→ EXERCISE DETAILS: Only lines containing the word "collar" are needed; pull them out of the material.

→ INPUT DATA:
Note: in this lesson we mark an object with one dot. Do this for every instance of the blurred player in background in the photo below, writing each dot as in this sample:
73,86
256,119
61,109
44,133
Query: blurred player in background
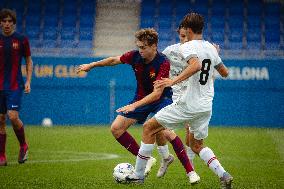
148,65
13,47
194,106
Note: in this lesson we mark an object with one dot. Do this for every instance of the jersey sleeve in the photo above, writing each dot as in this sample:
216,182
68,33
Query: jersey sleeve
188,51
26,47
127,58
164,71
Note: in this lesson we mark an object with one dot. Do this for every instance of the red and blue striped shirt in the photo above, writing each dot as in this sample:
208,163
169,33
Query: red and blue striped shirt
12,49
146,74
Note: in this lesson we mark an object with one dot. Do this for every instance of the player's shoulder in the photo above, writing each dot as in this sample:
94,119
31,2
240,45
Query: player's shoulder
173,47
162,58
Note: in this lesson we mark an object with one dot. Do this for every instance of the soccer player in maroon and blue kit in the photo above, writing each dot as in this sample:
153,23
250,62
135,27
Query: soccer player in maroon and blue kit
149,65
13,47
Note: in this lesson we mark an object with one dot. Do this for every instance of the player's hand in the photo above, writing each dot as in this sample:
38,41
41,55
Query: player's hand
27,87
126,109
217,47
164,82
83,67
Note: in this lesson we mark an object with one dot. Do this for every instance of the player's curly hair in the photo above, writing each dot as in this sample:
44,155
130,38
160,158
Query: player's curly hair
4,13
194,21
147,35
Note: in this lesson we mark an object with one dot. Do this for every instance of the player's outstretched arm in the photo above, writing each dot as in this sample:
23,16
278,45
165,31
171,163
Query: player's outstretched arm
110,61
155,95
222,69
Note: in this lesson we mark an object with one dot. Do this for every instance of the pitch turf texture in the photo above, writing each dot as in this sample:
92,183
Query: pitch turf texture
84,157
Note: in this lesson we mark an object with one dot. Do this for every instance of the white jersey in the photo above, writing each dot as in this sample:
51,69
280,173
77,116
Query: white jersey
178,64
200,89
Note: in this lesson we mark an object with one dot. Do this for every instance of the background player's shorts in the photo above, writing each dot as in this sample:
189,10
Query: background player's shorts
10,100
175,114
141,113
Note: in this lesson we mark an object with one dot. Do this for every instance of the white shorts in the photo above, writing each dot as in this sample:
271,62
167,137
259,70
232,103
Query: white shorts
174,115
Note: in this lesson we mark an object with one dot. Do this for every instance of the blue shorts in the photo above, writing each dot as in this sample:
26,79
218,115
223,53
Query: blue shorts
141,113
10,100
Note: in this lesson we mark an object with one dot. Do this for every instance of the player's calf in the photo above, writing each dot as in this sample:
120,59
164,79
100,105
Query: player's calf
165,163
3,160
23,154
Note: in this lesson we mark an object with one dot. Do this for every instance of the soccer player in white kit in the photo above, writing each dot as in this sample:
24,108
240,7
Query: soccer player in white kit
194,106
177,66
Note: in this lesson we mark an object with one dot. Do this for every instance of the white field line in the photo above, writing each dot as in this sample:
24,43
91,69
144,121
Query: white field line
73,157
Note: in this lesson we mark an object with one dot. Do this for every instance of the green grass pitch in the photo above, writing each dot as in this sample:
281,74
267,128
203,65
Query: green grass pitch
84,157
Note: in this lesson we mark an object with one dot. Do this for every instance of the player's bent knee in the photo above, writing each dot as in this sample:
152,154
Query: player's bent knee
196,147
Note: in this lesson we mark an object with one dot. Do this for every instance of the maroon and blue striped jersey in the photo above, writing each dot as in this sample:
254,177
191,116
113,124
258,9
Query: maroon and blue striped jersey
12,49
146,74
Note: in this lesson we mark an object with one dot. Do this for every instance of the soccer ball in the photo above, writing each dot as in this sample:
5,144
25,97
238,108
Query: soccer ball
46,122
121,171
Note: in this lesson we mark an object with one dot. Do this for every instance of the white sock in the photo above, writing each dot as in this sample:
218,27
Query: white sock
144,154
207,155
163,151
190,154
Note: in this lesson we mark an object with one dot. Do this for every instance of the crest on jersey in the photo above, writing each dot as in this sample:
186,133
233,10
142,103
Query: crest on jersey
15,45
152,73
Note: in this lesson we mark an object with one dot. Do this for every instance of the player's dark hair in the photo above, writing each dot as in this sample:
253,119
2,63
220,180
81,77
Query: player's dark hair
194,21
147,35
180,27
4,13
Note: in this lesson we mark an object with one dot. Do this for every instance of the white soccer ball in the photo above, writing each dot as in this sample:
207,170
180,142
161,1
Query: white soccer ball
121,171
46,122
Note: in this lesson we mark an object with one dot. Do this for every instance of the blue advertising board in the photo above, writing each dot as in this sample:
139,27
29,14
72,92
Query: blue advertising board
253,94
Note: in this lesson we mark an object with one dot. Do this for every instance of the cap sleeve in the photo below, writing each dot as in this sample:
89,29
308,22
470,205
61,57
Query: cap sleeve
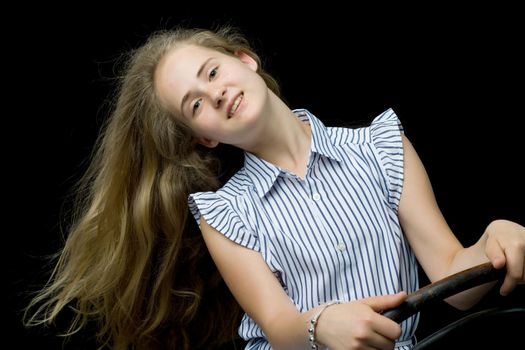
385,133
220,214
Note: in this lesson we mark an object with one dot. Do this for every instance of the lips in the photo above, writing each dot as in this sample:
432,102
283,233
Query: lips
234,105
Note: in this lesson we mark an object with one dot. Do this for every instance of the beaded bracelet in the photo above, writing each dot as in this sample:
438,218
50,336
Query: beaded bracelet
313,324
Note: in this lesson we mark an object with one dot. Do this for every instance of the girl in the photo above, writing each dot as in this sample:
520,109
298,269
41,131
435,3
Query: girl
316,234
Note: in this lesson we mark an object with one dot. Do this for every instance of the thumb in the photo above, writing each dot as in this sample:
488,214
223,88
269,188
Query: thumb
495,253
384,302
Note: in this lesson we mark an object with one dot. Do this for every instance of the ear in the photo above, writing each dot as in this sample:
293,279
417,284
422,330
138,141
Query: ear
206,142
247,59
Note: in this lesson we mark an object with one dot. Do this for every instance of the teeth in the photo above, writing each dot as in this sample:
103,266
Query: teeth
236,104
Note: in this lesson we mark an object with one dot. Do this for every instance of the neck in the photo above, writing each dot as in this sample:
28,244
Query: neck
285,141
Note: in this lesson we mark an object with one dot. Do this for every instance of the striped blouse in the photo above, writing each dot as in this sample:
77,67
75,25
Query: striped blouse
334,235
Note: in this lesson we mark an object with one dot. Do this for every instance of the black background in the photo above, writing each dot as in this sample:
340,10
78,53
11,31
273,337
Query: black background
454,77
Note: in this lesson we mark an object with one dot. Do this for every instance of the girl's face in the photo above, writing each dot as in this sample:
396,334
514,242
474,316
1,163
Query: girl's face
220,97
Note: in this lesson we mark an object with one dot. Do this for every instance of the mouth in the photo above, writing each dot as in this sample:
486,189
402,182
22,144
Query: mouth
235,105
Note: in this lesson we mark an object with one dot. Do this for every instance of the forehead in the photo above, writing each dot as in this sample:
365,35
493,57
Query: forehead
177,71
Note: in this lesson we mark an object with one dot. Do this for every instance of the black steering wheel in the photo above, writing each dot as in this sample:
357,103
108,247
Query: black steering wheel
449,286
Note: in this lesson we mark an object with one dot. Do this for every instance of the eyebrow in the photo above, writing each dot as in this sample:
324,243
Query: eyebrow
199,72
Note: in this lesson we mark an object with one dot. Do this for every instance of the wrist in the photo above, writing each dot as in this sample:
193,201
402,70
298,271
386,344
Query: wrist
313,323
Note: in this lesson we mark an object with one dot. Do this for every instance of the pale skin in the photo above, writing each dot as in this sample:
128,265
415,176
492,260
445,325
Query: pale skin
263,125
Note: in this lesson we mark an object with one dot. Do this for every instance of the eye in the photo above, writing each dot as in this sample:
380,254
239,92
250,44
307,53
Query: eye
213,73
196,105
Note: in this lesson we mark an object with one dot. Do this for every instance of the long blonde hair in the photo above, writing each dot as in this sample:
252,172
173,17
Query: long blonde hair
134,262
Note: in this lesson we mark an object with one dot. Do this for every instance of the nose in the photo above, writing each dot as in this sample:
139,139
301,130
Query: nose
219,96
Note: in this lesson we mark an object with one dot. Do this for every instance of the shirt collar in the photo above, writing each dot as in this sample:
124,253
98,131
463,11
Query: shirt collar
--
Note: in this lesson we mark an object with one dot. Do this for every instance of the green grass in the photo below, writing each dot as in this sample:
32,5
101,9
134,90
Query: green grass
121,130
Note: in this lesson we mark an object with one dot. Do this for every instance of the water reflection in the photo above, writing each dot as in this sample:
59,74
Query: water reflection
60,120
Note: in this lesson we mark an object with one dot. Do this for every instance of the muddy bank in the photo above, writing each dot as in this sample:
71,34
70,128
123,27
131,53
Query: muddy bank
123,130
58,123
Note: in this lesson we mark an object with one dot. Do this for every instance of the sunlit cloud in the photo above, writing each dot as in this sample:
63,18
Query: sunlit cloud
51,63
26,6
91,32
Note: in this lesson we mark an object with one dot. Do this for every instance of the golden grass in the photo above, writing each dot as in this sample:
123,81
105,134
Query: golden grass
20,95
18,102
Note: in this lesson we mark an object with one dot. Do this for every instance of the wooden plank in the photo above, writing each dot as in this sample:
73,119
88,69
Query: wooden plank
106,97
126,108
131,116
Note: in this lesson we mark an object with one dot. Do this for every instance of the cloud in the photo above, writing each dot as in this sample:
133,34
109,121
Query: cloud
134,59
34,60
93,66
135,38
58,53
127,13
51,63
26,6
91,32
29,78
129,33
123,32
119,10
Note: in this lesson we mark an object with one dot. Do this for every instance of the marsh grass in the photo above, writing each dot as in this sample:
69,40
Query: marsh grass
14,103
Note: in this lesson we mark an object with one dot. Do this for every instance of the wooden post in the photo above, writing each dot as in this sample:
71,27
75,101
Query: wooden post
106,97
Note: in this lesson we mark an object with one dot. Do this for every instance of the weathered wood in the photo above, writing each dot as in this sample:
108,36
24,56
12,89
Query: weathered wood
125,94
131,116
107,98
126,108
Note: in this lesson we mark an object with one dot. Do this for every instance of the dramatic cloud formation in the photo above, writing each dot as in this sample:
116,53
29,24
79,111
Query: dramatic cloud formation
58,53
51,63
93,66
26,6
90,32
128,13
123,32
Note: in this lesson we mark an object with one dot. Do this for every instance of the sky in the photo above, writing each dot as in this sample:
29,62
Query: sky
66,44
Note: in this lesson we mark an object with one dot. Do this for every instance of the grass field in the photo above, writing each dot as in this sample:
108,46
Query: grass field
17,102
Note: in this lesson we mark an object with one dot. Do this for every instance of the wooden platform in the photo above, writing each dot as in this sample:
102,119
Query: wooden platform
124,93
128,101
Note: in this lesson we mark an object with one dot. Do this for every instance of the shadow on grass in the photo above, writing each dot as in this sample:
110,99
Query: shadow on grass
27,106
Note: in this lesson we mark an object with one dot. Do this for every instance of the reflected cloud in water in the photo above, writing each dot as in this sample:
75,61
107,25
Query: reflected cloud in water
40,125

→ TASK OUTPUT:
Note: in this lesson we mark an object with one dot. Do this for every instance of the shirt collar in the photo above, writing each dot as in this sample:
Query: shirt collar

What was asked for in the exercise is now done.